Il 21 gennaio di cento anni fa moriva il rivoluzionario russo. In un nuovo libro Guido Carpi ne rilegge la figura e il pensiero, mettendone in luce i tratti originali, fuori dalla vulgata che lo ha liquidato come "anticipatore di Stalin"

Il crollo dell’Unione Sovietica, se per un verso ha permesso l’accesso agli archivi ed al materiale censurato dell’esperienza nata dalla Rivoluzione d’Ottobre, dall’altra ha visto un crollo vertiginoso nelle capacità e profondità di lettura e interpretazione di una storia grande anche nella tragedia, si senta o meno di appartenere od essere appartenuti ad essa.
Una collezione di figurine dai tratti caratteriali che vanno dal caricaturale al demoniaco, estranei antropologicamente non solo alla tradizione occidentale per i tratti “asiatici” che li caratterizzerebbero ma allo stesso corso della storia come autoaffermazione della libertà basata sulla proprietà: questo quel che ci consegna la retorica dei vincitori e degli apologeti della fine della Storia.

⁂

- _Istruzioni di lavoro_
1. Nel brano sul rivoluzionario russo, chi ha scritto il nuovo libro che ne rilegge la figura e il pensiero?
2. Duplica il brano sul rivoluzionario russo da "Il crollo dell’Unione" fino a "appartenuti ad essa." compreso.
3. Riprendi il brano sul rivoluzionario russo dal punto in cui si ferma e proseguilo.

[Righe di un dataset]
⁂

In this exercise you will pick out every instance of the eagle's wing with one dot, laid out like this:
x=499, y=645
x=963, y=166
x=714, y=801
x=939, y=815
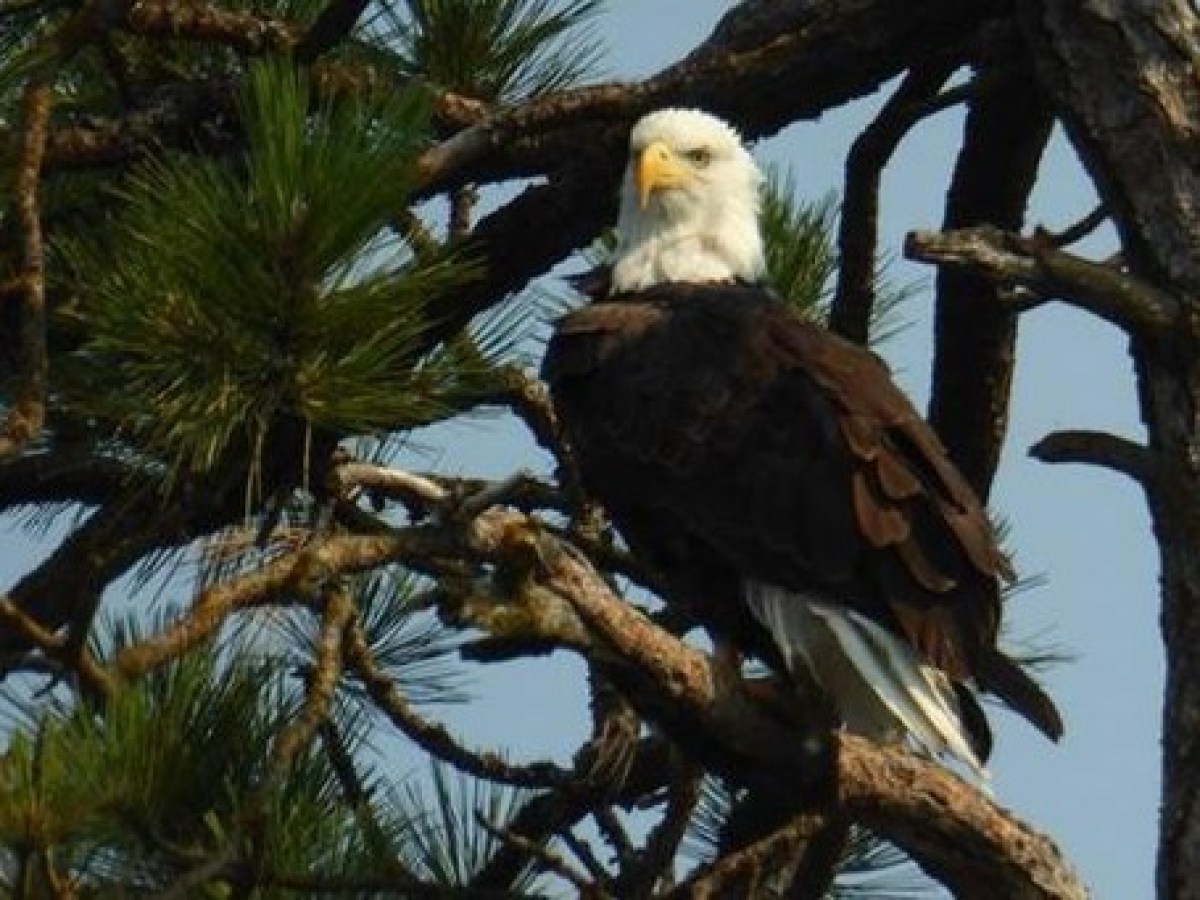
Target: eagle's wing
x=791, y=455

⁂

- _Risposte_
1. Guido Carpi.

2.
Il crollo dell’Unione Sovietica, se per un verso ha permesso l’accesso agli archivi ed al materiale censurato dell’esperienza nata dalla Rivoluzione d’Ottobre, dall’altra ha visto un crollo vertiginoso nelle capacità e profondità di lettura e interpretazione di una storia grande anche nella tragedia, si senta o meno di appartenere od essere appartenuti ad essa.

3.
La realtà storica e storiografica è ovviamente molto più viva e complessa, le vicende degli uomini e delle donne nella e della Rivoluzione molto più vive e grandiose, la costruzione di uno Stato socialista sulle macerie dell’Impero zarista un compito prometeico, ed il moto di liberazione scaturito dall’Ottobre non si è affatto arrestato se smettiamo di guardare al mondo con occhi eurocentrici. Il leninismo ebbe infatti una portata dirompente nel modo nuovo di considerare il sistema-mondo e la questione coloniale, nonostante l’insufficiente attenzione mostrata a questo tema dal marxismo “occidentale”, come già segnalato da Domenico Losurdo e ben colto precedentemente dallo stesso Antonio Gramsci.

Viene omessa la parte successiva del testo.